### GIVEN EXERCISE A
In the records, swap "Pick out" for "Mark" in everything from the line containing "Target: microscope body" down to the line containing "(552, 1035)", and leave the rest of those lines unchanged.

### SELECTED TEXT
╔══

Pros and Cons of Homeschooling
Hi! My name is Amy and I’m addicted to lists.
Sometimes I even write up lists of things I’ve already accomplished just so I can cross them all off.
So when my oldest wanted to officially be homeschooled (we had already completed a year of unofficial homeschool) I needed to know what my chances of success were. First, I went looking for statistics (there were VERY few!) and next I created a list of homeschooling pros and cons.
With only a year of sort-of-homeschooling-a-kindergartner under my belt, that initial list was lacking. Now that I’ve had eighteen years of experience homeschooling all eight of my kiddos, and successfully graduated my three oldest, my list of the pros and cons of homeschooling has grown and expanded.
Whether or not to homeschool your children is a difficult choice. I get it. We all just want to give our children the best educations possible. That’s why I’m sharing my lists of the pros and cons of homeschooling with you — to help you make an informed decision.
I’m one to always rip the bandaids off, so let’s start by talking about the cons of homeschooling, followed by the pros.
Pros and Cons of Homeschooling
Disadvantages of homeschooling:
As much as I love homeschooling, there may be some families that homeschooling won’t work for.
1. Homeschooling can be expensive. Frugal alternatives are available, but homeschooling can be expensive. >>> Here are 12 Tips for Homeschooling On a Budget <<< In addition to the cost of textbooks and curriculum, your children may also need a computer or tablet, or a microscope and other lab equipment. I’ve heard from friends that our local public high school charges an arm and a leg for fees, but overall I still think that public schools foot a huge portion of the education bill. Further, you need to take into account the loss of income for whichever parent is going to take charge of education. Or you need to figure out a way to supplement your income from home.
2. Extracurricular activities require more effort. Public schools make access to athletic teams amazingly easy. If your teen loves sports and wants to pursue a sports scholarship, he might have a better chance of being noticed in a school setting. Public schools also provide art, dance, drama, music and other elective classes that are enticing. If I want to provide my kids the same opportunities, I have to put in extra effort to find suitable classes, drive my children back and forth, and pay for the classes out of pocket. I’ve been doing this for the last 18 years and found the community offerings to be superior to what our local public school offers, but there are still days when I thoroughly regret having signed up for things. It’s no picnic!

╚══

### ENTRIES
╔══

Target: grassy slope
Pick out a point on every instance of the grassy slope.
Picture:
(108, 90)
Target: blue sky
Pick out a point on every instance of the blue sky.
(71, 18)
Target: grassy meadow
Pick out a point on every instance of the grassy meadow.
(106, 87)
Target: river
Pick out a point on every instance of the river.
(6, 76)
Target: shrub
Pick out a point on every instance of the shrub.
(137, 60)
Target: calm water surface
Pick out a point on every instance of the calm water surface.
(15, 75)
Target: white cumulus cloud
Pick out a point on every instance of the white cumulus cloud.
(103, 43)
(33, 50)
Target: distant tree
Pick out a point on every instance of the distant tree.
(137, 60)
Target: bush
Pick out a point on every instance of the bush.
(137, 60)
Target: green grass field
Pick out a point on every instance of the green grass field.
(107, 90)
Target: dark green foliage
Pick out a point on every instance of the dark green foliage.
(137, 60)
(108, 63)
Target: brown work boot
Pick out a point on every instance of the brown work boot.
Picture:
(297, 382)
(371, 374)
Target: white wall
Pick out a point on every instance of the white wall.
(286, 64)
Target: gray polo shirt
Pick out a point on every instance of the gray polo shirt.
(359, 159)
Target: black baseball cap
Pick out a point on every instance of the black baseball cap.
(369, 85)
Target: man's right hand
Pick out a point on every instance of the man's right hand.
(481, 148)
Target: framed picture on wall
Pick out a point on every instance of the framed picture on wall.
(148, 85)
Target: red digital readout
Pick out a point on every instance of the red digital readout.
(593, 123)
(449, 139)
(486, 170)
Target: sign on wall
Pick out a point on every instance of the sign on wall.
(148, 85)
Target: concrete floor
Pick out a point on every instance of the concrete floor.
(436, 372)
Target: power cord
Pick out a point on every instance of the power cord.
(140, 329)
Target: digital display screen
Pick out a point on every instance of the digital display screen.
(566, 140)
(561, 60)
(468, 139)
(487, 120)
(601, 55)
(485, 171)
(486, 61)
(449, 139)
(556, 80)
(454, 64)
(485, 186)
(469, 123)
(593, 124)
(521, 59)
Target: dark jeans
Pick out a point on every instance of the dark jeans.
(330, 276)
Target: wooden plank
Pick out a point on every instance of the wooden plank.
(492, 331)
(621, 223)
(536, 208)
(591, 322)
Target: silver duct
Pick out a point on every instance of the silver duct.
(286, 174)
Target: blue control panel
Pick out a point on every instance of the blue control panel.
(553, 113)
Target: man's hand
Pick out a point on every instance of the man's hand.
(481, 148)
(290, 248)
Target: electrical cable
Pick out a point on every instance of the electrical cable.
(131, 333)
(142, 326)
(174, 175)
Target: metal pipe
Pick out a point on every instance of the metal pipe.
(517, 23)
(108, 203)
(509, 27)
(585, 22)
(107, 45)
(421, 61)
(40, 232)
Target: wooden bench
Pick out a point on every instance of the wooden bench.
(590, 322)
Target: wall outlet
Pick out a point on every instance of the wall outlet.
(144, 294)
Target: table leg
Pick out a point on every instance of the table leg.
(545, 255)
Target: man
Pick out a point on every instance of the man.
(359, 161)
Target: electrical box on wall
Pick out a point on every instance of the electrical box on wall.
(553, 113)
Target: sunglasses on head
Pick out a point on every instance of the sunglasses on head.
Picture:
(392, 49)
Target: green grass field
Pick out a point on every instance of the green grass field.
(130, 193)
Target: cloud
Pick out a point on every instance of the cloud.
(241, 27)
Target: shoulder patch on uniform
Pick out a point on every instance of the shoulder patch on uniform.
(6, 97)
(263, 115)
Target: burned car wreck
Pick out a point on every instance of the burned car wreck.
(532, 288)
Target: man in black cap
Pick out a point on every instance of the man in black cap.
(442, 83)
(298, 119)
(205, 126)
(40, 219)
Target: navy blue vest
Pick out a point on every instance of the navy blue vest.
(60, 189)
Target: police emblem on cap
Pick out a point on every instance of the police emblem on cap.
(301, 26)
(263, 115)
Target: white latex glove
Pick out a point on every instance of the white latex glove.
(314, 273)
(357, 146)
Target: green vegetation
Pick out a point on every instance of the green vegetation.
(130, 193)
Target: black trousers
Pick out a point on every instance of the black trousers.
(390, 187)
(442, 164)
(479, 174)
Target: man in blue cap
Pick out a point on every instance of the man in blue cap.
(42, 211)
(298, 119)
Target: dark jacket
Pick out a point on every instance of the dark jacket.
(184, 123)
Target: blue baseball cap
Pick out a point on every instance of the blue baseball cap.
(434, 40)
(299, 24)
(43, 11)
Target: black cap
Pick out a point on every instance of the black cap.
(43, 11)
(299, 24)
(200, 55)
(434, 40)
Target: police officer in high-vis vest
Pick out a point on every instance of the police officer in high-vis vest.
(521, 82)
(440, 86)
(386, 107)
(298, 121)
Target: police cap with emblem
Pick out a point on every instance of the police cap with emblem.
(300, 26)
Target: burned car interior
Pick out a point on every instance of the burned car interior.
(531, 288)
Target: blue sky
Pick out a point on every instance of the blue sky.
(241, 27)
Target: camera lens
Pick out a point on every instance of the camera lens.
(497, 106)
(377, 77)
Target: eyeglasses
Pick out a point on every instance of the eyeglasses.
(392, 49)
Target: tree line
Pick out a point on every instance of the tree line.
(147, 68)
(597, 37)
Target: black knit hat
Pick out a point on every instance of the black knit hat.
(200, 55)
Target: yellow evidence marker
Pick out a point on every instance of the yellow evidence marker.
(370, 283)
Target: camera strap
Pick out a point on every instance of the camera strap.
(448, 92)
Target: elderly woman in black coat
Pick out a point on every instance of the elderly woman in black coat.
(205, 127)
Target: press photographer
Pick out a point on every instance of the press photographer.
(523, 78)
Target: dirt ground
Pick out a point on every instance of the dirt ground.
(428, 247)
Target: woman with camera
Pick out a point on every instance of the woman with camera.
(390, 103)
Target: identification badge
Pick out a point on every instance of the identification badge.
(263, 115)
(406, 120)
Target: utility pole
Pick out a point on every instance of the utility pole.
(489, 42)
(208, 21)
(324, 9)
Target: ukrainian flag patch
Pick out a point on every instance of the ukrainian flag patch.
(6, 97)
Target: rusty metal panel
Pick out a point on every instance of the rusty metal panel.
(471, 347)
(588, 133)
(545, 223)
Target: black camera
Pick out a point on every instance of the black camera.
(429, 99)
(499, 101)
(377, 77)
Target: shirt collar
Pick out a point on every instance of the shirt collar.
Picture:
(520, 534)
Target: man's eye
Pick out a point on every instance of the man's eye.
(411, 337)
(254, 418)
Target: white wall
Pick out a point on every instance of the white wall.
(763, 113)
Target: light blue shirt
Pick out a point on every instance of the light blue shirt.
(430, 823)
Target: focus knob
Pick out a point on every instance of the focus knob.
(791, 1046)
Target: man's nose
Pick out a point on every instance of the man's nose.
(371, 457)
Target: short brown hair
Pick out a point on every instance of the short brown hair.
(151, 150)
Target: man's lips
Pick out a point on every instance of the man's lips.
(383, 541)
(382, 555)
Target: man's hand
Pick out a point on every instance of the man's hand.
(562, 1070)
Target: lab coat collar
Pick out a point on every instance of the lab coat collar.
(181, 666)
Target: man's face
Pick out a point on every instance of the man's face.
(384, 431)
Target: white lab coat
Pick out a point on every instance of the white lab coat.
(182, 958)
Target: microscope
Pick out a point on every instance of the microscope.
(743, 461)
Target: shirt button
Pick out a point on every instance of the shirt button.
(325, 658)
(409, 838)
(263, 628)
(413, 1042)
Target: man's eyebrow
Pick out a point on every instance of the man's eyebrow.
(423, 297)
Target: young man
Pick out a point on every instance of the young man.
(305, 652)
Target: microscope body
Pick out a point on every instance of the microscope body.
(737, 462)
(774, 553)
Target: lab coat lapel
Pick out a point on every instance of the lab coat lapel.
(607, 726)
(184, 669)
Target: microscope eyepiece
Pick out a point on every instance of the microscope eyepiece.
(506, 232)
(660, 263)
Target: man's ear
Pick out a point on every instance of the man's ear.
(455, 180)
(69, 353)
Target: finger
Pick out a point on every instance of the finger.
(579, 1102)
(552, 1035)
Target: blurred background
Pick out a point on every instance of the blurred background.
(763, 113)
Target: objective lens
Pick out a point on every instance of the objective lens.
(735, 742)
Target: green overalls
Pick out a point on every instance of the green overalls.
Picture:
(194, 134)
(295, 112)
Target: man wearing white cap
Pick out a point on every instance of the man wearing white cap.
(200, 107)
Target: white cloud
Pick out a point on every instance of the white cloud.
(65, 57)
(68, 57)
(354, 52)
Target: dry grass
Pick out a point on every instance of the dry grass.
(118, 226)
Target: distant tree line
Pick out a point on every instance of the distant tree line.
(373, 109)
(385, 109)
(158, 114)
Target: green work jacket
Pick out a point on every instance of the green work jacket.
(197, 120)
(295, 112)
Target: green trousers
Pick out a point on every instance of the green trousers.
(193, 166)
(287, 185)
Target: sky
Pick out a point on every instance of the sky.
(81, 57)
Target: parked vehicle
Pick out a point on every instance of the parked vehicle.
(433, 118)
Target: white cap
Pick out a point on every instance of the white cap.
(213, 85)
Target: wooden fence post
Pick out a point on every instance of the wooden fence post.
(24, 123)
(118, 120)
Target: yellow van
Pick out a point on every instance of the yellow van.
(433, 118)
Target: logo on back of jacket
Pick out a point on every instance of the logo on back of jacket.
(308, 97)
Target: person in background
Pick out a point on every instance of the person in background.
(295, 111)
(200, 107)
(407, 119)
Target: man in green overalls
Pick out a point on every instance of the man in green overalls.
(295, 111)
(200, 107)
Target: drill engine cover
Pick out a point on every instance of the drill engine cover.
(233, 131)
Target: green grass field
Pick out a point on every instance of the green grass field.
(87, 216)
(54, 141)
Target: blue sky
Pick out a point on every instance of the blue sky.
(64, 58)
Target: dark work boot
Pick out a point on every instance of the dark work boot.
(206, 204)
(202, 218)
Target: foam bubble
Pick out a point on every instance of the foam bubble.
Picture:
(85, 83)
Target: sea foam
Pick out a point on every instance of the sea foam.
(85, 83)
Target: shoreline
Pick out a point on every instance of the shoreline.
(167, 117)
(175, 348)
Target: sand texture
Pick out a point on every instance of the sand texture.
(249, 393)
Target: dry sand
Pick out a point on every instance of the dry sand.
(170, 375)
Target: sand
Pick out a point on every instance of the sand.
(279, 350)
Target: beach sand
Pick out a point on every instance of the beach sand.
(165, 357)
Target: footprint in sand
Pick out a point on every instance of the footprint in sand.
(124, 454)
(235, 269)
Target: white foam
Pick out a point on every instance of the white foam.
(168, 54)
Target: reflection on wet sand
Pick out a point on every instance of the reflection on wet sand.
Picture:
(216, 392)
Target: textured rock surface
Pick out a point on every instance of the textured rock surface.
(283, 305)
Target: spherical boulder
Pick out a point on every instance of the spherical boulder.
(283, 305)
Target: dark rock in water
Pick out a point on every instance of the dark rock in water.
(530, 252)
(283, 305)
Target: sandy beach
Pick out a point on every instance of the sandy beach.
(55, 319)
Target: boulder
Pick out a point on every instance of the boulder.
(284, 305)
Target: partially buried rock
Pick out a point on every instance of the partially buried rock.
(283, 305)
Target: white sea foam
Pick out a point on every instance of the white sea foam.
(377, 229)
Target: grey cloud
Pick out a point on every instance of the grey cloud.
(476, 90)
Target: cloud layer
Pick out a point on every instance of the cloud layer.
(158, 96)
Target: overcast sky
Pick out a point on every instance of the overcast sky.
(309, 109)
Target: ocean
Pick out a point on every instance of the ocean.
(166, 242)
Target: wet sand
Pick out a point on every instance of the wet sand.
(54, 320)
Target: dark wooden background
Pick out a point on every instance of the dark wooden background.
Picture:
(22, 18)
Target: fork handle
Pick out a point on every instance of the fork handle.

╚══

### GIVEN EXERCISE B
Answer these questions about the text on the pros and cons of homeschooling:
(i) How many years of experience does the author have homeschooling her children?
(ii) Besides textbooks and curriculum, what items might children need?
(iii) How many of the author's oldest children have graduated?

### CORRECT ANSWER A
Target: microscope body
Mark a point on every instance of the microscope body.
(737, 462)
(774, 553)
Target: lab coat lapel
Mark a point on every instance of the lab coat lapel.
(607, 726)
(184, 669)
Target: microscope eyepiece
Mark a point on every instance of the microscope eyepiece.
(506, 232)
(660, 263)
Target: man's ear
Mark a point on every instance of the man's ear.
(455, 180)
(69, 353)
Target: finger
Mark a point on every instance of the finger.
(579, 1102)
(552, 1035)

### CORRECT ANSWER B
(i) Eighteen years.
(ii) A computer or tablet, or a microscope and other lab equipment.
(iii) Three.